§ **Objective**
Count the lines in the records below that contain the string "eroded", with uppercase and lowercase letters treated as different. Reply with the number alone.

(Data records)
## Begin

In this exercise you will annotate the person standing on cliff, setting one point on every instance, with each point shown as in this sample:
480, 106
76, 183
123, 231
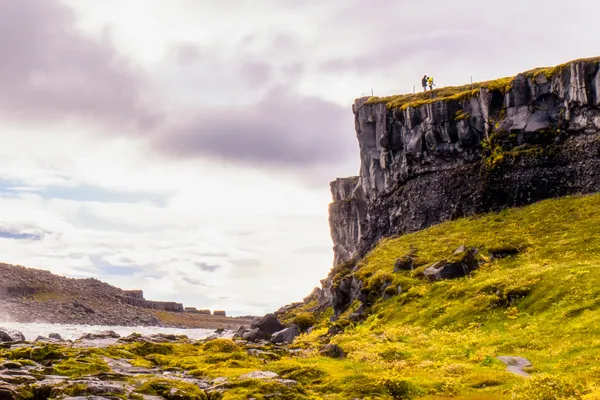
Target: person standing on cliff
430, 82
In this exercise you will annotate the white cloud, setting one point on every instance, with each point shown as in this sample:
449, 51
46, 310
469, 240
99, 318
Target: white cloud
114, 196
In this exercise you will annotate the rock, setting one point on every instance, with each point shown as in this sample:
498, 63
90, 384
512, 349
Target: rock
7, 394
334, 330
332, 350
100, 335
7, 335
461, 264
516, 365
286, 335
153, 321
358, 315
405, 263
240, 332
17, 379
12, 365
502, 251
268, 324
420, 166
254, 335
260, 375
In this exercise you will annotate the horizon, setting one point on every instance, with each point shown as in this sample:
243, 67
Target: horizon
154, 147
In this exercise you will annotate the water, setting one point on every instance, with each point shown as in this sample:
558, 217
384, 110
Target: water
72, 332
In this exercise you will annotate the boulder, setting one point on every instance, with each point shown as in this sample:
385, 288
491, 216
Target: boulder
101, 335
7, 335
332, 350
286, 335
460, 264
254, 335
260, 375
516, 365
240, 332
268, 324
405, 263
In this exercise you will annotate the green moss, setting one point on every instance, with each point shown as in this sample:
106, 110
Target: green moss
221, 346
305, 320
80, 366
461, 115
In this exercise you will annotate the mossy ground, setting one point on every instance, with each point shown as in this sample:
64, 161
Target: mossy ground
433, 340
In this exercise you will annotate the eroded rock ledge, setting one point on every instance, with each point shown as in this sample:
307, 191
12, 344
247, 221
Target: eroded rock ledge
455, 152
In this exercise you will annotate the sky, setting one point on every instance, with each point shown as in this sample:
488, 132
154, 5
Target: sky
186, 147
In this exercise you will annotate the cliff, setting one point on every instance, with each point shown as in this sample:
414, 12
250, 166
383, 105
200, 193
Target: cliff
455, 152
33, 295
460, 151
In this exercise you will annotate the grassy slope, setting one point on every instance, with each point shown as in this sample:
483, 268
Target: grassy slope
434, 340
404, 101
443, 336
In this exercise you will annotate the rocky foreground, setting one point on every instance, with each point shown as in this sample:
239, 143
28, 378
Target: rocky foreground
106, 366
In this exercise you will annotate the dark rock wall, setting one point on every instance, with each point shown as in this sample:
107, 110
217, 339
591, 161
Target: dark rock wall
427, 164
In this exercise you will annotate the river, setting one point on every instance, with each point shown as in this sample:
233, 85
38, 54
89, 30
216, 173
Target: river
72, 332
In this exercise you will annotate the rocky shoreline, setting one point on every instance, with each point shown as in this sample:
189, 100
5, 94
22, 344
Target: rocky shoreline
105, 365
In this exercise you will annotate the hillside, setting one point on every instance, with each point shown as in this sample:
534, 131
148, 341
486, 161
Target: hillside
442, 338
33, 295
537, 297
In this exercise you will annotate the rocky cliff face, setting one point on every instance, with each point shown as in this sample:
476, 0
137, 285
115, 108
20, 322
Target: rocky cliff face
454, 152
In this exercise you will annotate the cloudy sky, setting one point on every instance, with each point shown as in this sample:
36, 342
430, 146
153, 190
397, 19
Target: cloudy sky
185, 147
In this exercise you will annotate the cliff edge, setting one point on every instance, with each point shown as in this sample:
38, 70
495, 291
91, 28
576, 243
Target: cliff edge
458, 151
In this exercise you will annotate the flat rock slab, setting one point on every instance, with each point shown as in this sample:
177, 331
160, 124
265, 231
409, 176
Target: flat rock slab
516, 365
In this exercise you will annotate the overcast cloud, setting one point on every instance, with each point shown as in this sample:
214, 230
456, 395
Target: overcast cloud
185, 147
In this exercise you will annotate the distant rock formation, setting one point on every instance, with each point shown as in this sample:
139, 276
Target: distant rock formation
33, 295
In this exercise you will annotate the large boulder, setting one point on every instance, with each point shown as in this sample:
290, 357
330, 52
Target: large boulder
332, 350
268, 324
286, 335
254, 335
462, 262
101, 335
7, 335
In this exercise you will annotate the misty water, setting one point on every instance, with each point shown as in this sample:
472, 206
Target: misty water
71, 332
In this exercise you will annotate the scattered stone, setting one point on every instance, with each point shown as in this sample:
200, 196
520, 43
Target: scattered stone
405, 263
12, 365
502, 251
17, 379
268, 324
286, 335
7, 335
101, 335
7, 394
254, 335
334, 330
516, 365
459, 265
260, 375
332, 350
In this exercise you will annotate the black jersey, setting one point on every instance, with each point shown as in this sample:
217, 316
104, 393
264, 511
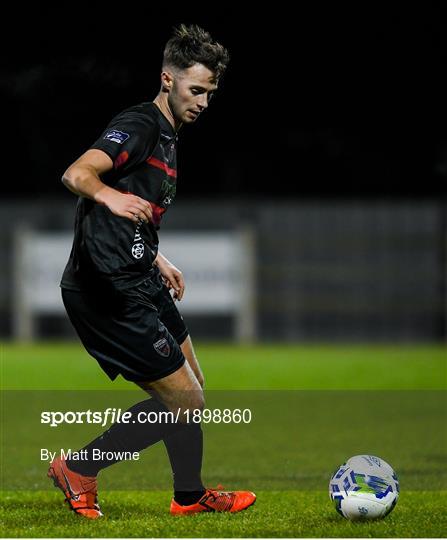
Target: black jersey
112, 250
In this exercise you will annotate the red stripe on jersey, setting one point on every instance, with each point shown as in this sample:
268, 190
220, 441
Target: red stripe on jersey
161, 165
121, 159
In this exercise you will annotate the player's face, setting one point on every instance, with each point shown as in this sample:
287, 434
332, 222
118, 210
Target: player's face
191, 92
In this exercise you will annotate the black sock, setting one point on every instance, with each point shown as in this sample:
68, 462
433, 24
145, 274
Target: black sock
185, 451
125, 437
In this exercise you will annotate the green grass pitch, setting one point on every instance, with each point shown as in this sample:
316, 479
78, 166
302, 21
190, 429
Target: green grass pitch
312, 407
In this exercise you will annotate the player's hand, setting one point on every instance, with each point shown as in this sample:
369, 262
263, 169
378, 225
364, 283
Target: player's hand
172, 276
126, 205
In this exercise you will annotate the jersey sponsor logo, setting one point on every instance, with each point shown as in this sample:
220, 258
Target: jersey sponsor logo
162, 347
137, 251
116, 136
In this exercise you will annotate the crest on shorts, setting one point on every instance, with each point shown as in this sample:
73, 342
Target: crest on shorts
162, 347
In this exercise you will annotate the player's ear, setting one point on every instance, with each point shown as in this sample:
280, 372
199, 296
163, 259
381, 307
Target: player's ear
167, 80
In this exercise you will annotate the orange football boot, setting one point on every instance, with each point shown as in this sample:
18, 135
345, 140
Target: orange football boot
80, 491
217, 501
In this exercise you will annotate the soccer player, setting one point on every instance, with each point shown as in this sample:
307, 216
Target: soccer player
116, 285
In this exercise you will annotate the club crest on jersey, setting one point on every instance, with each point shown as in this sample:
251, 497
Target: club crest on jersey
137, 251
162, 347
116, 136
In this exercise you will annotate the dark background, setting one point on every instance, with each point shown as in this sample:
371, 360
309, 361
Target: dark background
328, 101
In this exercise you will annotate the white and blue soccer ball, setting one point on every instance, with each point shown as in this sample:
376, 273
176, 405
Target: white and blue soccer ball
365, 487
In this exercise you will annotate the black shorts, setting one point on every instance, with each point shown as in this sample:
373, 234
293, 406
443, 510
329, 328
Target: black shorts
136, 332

## End
## Begin

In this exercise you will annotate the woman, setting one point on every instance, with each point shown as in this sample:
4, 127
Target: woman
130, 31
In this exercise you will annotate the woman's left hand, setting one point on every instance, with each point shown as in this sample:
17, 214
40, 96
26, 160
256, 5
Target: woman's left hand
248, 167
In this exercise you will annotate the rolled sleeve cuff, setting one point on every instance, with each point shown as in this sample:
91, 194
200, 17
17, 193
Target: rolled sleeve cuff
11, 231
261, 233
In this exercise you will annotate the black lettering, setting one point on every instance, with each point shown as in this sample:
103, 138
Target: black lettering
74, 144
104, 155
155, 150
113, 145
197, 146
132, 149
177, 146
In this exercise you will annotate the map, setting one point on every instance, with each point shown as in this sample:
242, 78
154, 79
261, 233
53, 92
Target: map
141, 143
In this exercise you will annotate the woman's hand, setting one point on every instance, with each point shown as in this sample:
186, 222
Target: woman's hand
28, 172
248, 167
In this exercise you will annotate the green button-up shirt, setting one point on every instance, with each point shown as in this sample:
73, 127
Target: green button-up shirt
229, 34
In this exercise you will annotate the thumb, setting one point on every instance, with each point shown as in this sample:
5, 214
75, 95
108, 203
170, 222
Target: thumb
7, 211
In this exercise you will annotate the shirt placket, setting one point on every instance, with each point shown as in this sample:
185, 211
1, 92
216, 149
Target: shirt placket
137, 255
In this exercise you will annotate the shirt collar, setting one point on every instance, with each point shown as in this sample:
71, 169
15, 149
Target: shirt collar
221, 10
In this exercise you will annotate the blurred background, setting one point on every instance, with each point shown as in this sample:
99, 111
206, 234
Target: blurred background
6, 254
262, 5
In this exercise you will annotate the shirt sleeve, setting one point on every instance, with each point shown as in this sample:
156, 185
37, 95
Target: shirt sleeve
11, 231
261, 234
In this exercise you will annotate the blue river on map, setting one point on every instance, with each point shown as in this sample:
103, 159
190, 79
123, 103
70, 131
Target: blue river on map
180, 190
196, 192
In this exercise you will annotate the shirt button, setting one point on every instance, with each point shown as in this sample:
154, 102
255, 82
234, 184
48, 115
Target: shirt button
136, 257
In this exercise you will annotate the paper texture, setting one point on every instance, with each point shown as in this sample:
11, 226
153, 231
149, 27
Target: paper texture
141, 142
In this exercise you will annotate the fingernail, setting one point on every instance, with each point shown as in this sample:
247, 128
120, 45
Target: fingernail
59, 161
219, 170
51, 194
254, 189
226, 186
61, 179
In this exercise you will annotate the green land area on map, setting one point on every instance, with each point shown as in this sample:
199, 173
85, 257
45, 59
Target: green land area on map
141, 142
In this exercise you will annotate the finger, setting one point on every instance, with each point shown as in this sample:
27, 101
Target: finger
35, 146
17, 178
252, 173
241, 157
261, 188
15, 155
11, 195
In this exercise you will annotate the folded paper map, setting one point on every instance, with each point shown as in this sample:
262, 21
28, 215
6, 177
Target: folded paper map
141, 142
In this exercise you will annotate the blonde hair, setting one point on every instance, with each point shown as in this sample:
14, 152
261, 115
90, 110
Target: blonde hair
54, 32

## End

§ **Worked solution**
2